| 목표 |
"I'd appreciate your help finding the yellow safety" 문구가 있는 줄에서 시작해 "[331,112,362,188]" 문구가 있는 줄에서 끝나는 줄만 하나도 빼지 말고 다시 적으세요. 이때 답에 나온 좌표 숫자는 모두 1.95를 곱한 뒤 반올림해 정수로 바꾸고, 0.5는 올리세요.

| 입력 항목 |
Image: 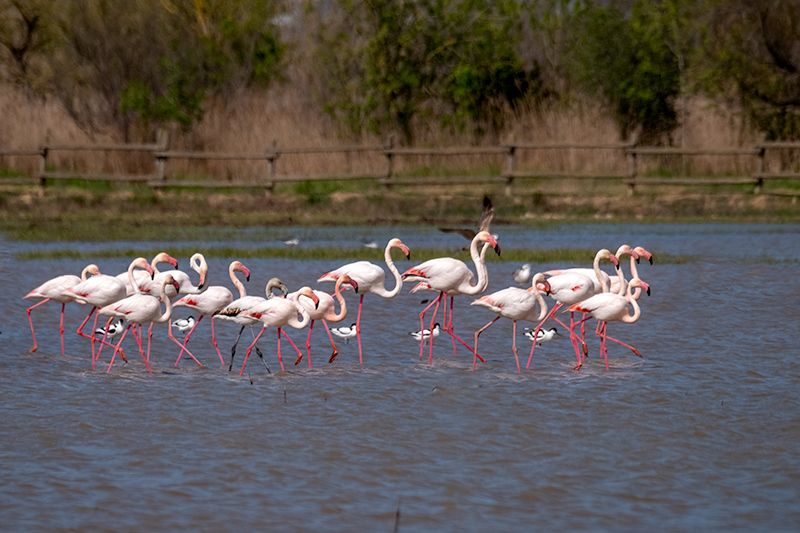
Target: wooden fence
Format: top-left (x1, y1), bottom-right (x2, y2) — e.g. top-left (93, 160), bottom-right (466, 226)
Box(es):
top-left (0, 136), bottom-right (800, 197)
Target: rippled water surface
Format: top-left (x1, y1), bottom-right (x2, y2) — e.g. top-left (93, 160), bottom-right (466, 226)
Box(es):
top-left (0, 225), bottom-right (800, 531)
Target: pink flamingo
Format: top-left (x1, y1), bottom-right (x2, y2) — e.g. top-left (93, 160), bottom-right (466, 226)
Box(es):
top-left (64, 257), bottom-right (152, 369)
top-left (402, 231), bottom-right (500, 364)
top-left (236, 287), bottom-right (319, 376)
top-left (117, 252), bottom-right (178, 296)
top-left (98, 272), bottom-right (182, 374)
top-left (170, 261), bottom-right (250, 366)
top-left (317, 239), bottom-right (411, 363)
top-left (216, 278), bottom-right (289, 372)
top-left (567, 278), bottom-right (650, 370)
top-left (287, 274), bottom-right (358, 368)
top-left (471, 272), bottom-right (550, 374)
top-left (23, 265), bottom-right (100, 356)
top-left (525, 248), bottom-right (619, 370)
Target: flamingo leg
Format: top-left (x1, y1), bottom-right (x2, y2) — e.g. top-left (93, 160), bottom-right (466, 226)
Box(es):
top-left (27, 298), bottom-right (52, 355)
top-left (356, 294), bottom-right (364, 364)
top-left (419, 293), bottom-right (442, 357)
top-left (211, 315), bottom-right (225, 366)
top-left (239, 326), bottom-right (268, 377)
top-left (511, 320), bottom-right (522, 374)
top-left (525, 303), bottom-right (561, 370)
top-left (428, 292), bottom-right (440, 365)
top-left (106, 317), bottom-right (136, 373)
top-left (174, 315), bottom-right (203, 366)
top-left (302, 320), bottom-right (314, 368)
top-left (280, 328), bottom-right (303, 366)
top-left (322, 318), bottom-right (339, 368)
top-left (468, 315), bottom-right (501, 372)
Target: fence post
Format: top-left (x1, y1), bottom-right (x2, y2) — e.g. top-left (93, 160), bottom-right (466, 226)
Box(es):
top-left (506, 134), bottom-right (517, 196)
top-left (383, 135), bottom-right (394, 189)
top-left (39, 145), bottom-right (50, 189)
top-left (753, 146), bottom-right (766, 194)
top-left (266, 139), bottom-right (278, 194)
top-left (626, 133), bottom-right (639, 196)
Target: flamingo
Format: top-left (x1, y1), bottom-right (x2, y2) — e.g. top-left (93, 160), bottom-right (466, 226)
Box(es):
top-left (287, 274), bottom-right (358, 368)
top-left (567, 278), bottom-right (650, 370)
top-left (64, 257), bottom-right (153, 369)
top-left (525, 248), bottom-right (619, 370)
top-left (216, 278), bottom-right (289, 372)
top-left (231, 287), bottom-right (319, 376)
top-left (23, 264), bottom-right (100, 356)
top-left (402, 231), bottom-right (500, 364)
top-left (172, 261), bottom-right (250, 366)
top-left (97, 272), bottom-right (183, 374)
top-left (330, 322), bottom-right (356, 343)
top-left (471, 272), bottom-right (550, 374)
top-left (139, 254), bottom-right (208, 298)
top-left (317, 238), bottom-right (411, 364)
top-left (117, 252), bottom-right (178, 296)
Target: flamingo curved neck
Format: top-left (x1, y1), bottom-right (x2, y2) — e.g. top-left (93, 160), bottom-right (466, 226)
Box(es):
top-left (372, 243), bottom-right (403, 298)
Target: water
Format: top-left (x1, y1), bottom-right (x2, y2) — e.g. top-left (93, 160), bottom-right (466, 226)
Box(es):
top-left (0, 225), bottom-right (800, 531)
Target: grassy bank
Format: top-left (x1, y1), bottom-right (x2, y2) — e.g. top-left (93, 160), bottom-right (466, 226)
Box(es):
top-left (0, 180), bottom-right (800, 241)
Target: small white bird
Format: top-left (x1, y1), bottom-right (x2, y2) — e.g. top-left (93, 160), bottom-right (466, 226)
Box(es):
top-left (94, 318), bottom-right (125, 340)
top-left (331, 324), bottom-right (356, 344)
top-left (524, 328), bottom-right (563, 346)
top-left (172, 315), bottom-right (195, 335)
top-left (409, 322), bottom-right (441, 342)
top-left (513, 263), bottom-right (532, 285)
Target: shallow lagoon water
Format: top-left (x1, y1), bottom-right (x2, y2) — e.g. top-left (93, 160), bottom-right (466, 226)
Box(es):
top-left (0, 225), bottom-right (800, 531)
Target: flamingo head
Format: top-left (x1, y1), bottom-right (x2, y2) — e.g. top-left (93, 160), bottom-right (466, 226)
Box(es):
top-left (634, 246), bottom-right (653, 265)
top-left (475, 231), bottom-right (500, 255)
top-left (230, 261), bottom-right (250, 281)
top-left (388, 238), bottom-right (411, 259)
top-left (297, 287), bottom-right (319, 309)
top-left (526, 272), bottom-right (550, 296)
top-left (152, 252), bottom-right (178, 269)
top-left (334, 274), bottom-right (358, 294)
top-left (628, 278), bottom-right (650, 296)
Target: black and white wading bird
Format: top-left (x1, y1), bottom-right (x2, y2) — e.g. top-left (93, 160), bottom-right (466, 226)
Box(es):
top-left (409, 322), bottom-right (441, 342)
top-left (331, 323), bottom-right (356, 344)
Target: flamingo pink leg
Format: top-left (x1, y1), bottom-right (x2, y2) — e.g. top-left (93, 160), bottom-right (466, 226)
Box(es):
top-left (211, 316), bottom-right (225, 366)
top-left (28, 298), bottom-right (51, 355)
top-left (320, 318), bottom-right (339, 368)
top-left (174, 315), bottom-right (203, 366)
top-left (468, 316), bottom-right (501, 372)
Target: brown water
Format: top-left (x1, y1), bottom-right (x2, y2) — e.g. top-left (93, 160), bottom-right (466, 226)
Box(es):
top-left (0, 225), bottom-right (800, 531)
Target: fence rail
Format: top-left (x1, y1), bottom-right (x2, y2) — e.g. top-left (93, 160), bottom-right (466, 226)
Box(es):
top-left (0, 134), bottom-right (800, 196)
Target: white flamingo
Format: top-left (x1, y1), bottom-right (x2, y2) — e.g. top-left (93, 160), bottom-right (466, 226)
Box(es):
top-left (317, 239), bottom-right (411, 363)
top-left (23, 265), bottom-right (100, 355)
top-left (172, 261), bottom-right (250, 366)
top-left (402, 231), bottom-right (500, 364)
top-left (471, 272), bottom-right (550, 374)
top-left (98, 272), bottom-right (182, 374)
top-left (239, 287), bottom-right (319, 376)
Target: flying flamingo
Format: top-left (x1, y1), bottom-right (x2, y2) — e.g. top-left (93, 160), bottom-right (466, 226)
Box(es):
top-left (402, 231), bottom-right (500, 364)
top-left (287, 274), bottom-right (358, 368)
top-left (216, 278), bottom-right (289, 371)
top-left (64, 257), bottom-right (153, 369)
top-left (317, 239), bottom-right (411, 363)
top-left (236, 287), bottom-right (319, 376)
top-left (567, 278), bottom-right (650, 370)
top-left (23, 265), bottom-right (100, 355)
top-left (117, 252), bottom-right (178, 296)
top-left (471, 272), bottom-right (550, 374)
top-left (525, 248), bottom-right (619, 370)
top-left (172, 261), bottom-right (250, 366)
top-left (98, 272), bottom-right (183, 374)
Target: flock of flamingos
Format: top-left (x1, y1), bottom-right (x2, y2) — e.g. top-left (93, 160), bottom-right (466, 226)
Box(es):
top-left (25, 231), bottom-right (653, 376)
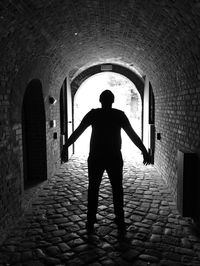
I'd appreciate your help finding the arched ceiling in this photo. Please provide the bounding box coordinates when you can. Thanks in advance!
[0,0,200,87]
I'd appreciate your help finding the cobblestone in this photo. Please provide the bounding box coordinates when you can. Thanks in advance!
[0,157,200,266]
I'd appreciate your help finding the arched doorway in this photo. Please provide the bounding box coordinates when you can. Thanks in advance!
[22,79,47,189]
[74,72,142,161]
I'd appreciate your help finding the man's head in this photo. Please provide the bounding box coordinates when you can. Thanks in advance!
[99,90,115,107]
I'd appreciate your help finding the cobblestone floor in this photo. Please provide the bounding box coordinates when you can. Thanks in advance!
[0,157,200,266]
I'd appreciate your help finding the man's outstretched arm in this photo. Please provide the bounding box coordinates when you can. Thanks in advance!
[66,122,88,147]
[123,123,150,164]
[66,111,92,147]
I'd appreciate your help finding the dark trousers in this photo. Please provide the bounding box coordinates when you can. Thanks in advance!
[87,153,124,223]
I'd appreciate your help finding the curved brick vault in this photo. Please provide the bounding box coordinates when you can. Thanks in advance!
[0,0,200,240]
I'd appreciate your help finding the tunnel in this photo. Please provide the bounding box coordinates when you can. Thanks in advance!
[0,0,200,264]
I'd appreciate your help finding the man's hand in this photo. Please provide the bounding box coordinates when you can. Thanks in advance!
[143,151,151,165]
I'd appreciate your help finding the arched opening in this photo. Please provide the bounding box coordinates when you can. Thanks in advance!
[22,80,47,189]
[74,72,142,161]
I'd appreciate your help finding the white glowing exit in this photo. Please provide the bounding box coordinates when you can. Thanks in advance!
[74,72,142,161]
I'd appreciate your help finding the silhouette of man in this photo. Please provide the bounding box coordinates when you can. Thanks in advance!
[67,90,150,232]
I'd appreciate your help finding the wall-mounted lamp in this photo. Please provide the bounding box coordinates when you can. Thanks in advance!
[49,96,57,104]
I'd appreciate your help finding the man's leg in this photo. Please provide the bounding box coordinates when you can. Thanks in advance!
[87,157,104,230]
[106,158,124,227]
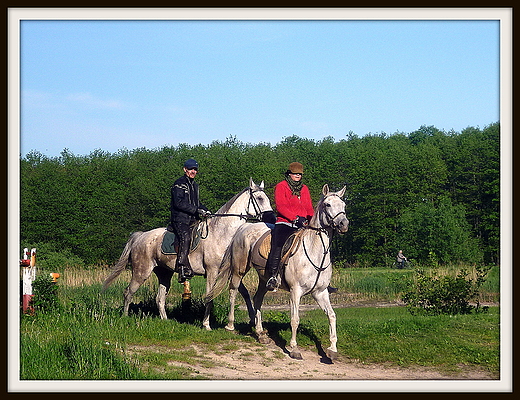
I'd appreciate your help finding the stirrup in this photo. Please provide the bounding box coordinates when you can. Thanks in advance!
[177,265,195,283]
[265,276,278,291]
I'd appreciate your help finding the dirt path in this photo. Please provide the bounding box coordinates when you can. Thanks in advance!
[129,302,499,381]
[175,343,493,380]
[129,342,497,381]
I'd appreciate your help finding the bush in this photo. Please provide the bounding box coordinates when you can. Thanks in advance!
[32,276,60,312]
[403,267,489,315]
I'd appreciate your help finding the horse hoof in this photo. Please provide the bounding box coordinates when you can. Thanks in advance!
[289,350,303,360]
[258,333,271,344]
[326,349,338,361]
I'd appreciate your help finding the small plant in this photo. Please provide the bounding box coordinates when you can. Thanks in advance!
[403,267,489,315]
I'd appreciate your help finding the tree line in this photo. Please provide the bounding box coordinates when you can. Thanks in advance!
[20,123,500,267]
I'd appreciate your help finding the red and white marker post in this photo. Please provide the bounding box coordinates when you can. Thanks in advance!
[20,249,36,314]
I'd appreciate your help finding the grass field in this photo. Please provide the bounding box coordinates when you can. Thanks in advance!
[20,267,500,380]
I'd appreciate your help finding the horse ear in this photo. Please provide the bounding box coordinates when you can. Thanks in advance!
[338,186,347,197]
[321,184,329,196]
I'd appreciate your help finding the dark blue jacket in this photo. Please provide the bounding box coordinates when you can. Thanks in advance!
[170,175,207,224]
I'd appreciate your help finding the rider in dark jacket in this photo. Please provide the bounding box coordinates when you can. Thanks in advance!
[168,158,209,283]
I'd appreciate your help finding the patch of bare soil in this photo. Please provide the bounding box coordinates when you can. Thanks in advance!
[131,342,496,380]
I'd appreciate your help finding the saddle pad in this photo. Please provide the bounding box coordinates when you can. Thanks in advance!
[161,224,200,255]
[161,231,177,254]
[252,229,303,269]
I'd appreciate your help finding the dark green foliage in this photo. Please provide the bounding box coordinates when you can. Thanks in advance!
[20,123,500,267]
[403,268,488,315]
[32,275,60,312]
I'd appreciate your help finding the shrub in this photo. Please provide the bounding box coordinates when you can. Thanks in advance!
[403,267,489,315]
[32,276,60,312]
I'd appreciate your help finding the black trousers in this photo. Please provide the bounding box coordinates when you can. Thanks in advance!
[171,222,192,272]
[265,224,297,276]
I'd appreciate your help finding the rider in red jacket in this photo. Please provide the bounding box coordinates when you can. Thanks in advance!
[266,162,314,290]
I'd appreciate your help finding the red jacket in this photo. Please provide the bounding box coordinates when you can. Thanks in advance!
[274,181,314,222]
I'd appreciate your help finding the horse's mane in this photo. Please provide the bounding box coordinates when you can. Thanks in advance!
[217,187,249,214]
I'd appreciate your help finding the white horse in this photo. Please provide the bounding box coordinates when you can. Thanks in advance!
[205,185,349,359]
[103,179,273,330]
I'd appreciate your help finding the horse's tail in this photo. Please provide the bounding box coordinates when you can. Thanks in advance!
[101,231,143,292]
[204,246,233,304]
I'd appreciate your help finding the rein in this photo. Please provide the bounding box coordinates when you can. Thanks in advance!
[197,188,262,239]
[302,228,332,294]
[296,195,346,294]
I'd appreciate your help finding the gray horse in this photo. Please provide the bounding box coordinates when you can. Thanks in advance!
[102,179,272,330]
[205,185,349,359]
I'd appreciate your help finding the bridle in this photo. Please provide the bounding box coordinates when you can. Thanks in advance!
[207,188,271,221]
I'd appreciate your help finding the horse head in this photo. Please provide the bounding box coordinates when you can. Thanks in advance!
[246,178,274,219]
[313,184,349,234]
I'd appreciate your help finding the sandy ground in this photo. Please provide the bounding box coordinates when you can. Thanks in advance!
[129,303,499,382]
[162,342,494,380]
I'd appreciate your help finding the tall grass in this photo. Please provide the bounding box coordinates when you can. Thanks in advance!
[20,268,499,380]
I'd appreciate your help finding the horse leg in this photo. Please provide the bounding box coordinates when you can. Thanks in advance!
[123,267,152,316]
[202,269,217,331]
[224,288,238,331]
[154,267,173,319]
[289,287,303,360]
[312,289,338,360]
[253,279,270,344]
[238,281,255,326]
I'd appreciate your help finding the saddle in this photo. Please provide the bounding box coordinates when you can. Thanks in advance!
[161,223,201,255]
[251,229,303,271]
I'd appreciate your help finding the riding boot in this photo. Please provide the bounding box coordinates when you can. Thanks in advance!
[175,231,194,283]
[265,249,281,291]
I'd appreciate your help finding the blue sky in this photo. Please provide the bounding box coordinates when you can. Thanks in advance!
[20,10,500,156]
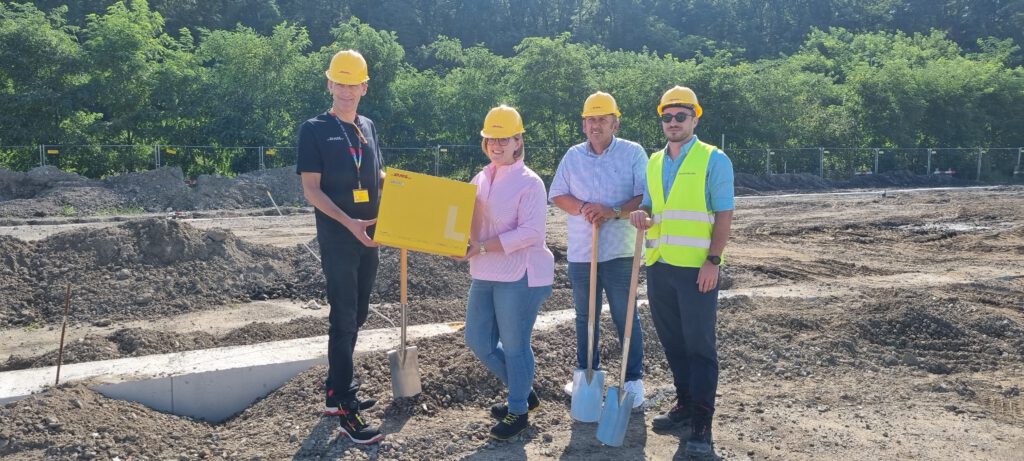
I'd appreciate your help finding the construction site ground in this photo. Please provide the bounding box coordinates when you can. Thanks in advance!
[0,172,1024,461]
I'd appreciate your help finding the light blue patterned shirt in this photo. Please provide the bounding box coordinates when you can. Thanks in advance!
[640,135,736,212]
[548,137,647,262]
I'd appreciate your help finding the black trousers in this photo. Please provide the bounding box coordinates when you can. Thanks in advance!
[647,262,718,415]
[317,233,380,407]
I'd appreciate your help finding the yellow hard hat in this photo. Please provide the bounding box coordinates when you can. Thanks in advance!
[583,91,623,117]
[480,104,526,137]
[325,49,370,85]
[657,85,703,118]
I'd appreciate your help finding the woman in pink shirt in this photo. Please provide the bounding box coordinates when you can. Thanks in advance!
[458,104,555,439]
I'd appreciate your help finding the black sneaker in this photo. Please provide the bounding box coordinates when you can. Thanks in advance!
[650,404,693,430]
[490,413,529,441]
[490,390,541,421]
[338,402,384,444]
[686,415,715,459]
[321,399,377,416]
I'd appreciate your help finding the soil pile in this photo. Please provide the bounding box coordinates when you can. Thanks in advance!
[0,218,295,326]
[735,171,973,196]
[0,291,1024,459]
[0,166,305,218]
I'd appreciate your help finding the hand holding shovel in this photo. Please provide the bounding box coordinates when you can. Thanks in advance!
[597,221,644,447]
[571,222,604,422]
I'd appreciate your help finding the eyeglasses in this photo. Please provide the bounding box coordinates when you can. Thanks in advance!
[662,112,694,123]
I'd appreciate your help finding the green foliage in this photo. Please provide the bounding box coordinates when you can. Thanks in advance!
[0,0,1024,176]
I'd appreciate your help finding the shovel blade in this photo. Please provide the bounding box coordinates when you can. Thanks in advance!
[571,370,604,422]
[387,346,423,397]
[597,387,636,447]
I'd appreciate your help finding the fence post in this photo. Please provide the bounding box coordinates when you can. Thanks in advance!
[974,148,985,181]
[818,148,825,179]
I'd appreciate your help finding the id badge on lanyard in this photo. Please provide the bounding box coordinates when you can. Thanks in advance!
[334,116,370,203]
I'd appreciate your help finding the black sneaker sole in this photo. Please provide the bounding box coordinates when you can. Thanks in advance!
[490,404,543,421]
[321,399,377,416]
[487,425,529,441]
[650,418,690,430]
[341,428,384,445]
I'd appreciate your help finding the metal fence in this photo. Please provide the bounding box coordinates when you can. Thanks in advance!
[0,144,1024,182]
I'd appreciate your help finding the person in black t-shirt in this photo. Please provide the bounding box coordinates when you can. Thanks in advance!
[296,50,384,444]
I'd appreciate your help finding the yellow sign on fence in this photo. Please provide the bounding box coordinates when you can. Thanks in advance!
[374,168,476,256]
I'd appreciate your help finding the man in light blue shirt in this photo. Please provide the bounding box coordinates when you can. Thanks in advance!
[548,91,647,407]
[640,134,736,219]
[630,86,734,459]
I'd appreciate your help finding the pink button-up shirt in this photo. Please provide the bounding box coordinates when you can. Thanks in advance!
[469,159,555,287]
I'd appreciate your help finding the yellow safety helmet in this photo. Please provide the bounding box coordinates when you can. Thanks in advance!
[657,85,703,118]
[583,91,623,118]
[325,49,370,85]
[480,104,526,138]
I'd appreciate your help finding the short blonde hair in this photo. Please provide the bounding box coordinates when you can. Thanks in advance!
[480,133,526,160]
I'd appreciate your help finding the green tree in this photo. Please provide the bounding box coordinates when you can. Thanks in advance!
[0,3,88,144]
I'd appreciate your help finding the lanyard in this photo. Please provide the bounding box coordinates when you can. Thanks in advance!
[331,112,362,188]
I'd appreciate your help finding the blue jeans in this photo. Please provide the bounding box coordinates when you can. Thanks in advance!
[568,258,643,381]
[466,276,551,415]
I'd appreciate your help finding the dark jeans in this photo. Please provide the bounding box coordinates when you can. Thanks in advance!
[317,233,380,407]
[647,262,718,415]
[568,258,643,381]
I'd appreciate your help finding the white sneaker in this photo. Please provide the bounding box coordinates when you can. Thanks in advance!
[626,379,647,408]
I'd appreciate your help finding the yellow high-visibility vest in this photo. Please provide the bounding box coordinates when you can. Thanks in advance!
[646,140,724,267]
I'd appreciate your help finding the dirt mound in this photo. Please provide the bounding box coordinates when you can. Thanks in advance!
[0,218,295,326]
[238,165,307,208]
[735,171,973,195]
[0,166,306,218]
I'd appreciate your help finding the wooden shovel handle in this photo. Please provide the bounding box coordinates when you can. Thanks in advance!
[587,222,600,381]
[398,248,409,352]
[618,223,646,394]
[398,248,409,304]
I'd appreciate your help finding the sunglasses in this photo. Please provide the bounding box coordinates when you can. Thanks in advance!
[660,112,694,123]
[487,137,514,146]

| 답변 |
I'd appreciate your help finding the yellow safety helmet in this photo. Please provide the bounding box coordinates when you can. Thanks in advance!
[1281,166,1371,230]
[1137,177,1215,230]
[634,96,722,166]
[936,203,1026,269]
I'd appreciate your help finding the short blonde hair in this photo. Please provide the bounding box coordinates when you can. Thanks in advance!
[936,259,1026,312]
I'd appreciate your help finding the green tree in this photo. Please provide the bounding box coordinates when you can. Thanks in advance!
[0,6,172,281]
I'd appreciate your help finding the lanyard in this photo. Please provide the bounding box coordinates when you can. Thanks in advance!
[645,218,706,367]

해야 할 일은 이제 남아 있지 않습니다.